§ **Problem to solve**
Count the lines in the records below that contain the string "lace". Reply with the number alone.

--- BEGIN Exercise inputs ---

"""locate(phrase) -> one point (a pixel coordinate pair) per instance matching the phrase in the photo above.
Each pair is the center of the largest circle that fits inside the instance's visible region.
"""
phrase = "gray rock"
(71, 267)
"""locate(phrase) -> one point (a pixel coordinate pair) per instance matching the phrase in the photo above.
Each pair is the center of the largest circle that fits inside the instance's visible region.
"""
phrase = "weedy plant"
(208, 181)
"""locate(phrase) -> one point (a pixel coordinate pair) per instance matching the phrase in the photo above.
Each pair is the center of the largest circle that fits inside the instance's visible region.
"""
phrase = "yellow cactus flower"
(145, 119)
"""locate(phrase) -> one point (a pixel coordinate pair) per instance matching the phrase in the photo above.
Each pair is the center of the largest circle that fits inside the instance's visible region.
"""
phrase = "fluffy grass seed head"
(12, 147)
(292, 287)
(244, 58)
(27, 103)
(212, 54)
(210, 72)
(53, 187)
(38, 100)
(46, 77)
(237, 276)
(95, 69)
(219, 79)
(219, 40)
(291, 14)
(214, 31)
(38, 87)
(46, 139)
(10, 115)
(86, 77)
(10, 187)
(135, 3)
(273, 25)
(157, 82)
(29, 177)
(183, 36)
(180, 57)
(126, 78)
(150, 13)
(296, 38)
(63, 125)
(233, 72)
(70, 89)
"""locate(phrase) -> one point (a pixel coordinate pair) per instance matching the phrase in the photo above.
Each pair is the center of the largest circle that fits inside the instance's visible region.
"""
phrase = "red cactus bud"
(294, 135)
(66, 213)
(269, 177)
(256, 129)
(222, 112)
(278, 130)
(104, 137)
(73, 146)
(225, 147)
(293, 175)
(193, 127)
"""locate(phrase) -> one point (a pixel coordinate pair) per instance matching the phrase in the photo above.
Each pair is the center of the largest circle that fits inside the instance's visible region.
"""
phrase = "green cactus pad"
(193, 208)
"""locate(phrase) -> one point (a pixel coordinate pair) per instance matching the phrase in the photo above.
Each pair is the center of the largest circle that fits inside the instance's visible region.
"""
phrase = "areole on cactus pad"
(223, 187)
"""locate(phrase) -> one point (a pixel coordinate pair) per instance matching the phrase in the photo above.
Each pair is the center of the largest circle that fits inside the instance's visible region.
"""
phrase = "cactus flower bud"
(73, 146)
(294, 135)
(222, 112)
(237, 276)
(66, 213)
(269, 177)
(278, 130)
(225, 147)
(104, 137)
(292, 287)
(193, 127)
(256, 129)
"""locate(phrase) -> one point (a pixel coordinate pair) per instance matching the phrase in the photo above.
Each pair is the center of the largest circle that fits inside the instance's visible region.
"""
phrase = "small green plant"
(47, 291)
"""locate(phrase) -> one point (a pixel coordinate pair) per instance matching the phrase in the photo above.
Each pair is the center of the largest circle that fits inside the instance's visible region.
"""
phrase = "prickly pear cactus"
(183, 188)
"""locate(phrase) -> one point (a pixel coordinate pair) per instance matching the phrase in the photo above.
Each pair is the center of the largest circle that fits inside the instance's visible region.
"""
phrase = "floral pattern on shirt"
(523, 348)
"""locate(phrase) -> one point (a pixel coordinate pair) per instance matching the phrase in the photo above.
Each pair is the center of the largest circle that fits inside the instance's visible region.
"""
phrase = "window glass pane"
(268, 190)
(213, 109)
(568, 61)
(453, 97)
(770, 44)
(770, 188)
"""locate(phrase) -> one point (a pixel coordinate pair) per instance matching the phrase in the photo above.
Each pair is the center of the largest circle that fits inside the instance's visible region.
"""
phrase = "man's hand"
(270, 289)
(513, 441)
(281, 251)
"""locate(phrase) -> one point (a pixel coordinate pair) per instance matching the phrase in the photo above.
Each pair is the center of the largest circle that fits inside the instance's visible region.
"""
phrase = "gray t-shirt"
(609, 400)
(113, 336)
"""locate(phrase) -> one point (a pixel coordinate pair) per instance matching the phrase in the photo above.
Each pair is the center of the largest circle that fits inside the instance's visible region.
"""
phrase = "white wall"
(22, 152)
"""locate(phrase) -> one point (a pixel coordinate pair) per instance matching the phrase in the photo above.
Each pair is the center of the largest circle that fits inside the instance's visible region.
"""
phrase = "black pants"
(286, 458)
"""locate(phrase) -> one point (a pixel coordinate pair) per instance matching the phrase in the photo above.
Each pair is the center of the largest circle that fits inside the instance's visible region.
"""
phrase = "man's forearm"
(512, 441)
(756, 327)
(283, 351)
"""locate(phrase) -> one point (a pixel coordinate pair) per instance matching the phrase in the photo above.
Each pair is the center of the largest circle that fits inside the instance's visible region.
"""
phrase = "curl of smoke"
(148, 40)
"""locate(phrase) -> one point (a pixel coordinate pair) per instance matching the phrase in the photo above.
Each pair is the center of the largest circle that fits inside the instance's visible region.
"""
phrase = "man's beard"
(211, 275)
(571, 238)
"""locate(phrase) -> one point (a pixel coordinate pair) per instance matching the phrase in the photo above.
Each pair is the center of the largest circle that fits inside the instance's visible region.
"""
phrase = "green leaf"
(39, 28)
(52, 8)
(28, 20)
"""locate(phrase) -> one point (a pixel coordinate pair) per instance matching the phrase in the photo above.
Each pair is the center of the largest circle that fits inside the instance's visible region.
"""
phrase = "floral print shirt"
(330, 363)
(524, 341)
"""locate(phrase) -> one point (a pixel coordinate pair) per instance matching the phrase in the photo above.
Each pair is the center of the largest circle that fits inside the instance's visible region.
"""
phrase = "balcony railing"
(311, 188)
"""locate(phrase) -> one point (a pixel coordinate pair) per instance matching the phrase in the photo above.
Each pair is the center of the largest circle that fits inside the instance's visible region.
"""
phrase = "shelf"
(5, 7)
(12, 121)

--- END Exercise inputs ---
--- BEGIN Exercise inputs ---

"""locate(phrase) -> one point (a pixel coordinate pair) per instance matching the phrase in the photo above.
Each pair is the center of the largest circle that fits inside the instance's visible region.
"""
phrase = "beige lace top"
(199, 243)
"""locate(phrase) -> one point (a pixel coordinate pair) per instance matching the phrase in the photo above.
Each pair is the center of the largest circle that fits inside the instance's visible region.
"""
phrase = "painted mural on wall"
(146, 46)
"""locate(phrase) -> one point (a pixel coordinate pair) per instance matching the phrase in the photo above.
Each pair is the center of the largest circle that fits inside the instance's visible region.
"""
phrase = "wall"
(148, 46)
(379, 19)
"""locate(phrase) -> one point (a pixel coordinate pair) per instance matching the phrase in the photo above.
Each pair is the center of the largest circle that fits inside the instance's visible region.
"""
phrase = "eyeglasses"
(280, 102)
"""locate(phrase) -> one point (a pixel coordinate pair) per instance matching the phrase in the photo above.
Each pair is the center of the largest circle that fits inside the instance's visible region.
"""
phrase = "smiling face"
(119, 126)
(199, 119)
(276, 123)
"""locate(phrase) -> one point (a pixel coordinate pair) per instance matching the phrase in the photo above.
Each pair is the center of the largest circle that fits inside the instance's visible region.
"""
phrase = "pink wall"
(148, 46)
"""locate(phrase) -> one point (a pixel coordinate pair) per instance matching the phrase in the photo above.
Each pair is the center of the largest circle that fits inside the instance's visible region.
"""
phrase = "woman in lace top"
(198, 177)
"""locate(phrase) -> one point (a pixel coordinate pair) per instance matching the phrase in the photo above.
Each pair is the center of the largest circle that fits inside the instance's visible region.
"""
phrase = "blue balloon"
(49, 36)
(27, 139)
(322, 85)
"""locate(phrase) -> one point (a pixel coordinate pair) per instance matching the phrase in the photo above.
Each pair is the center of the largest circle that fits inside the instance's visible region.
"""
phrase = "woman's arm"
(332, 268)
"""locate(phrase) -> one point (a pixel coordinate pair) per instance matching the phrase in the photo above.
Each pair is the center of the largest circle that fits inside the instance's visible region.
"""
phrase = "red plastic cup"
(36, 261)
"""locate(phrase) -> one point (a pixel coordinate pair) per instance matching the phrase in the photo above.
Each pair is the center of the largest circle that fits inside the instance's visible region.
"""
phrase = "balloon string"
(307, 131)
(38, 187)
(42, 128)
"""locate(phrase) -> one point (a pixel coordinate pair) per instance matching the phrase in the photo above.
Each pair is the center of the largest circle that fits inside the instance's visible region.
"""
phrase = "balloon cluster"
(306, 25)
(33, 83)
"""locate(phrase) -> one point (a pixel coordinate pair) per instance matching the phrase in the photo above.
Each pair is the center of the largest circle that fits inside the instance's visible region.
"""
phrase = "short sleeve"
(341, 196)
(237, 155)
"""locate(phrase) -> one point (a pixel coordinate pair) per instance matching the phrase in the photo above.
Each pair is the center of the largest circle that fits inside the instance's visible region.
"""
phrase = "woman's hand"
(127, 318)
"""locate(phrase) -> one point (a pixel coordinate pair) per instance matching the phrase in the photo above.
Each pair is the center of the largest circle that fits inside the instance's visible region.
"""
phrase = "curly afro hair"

--- END Exercise inputs ---

§ **Solved exercise**
2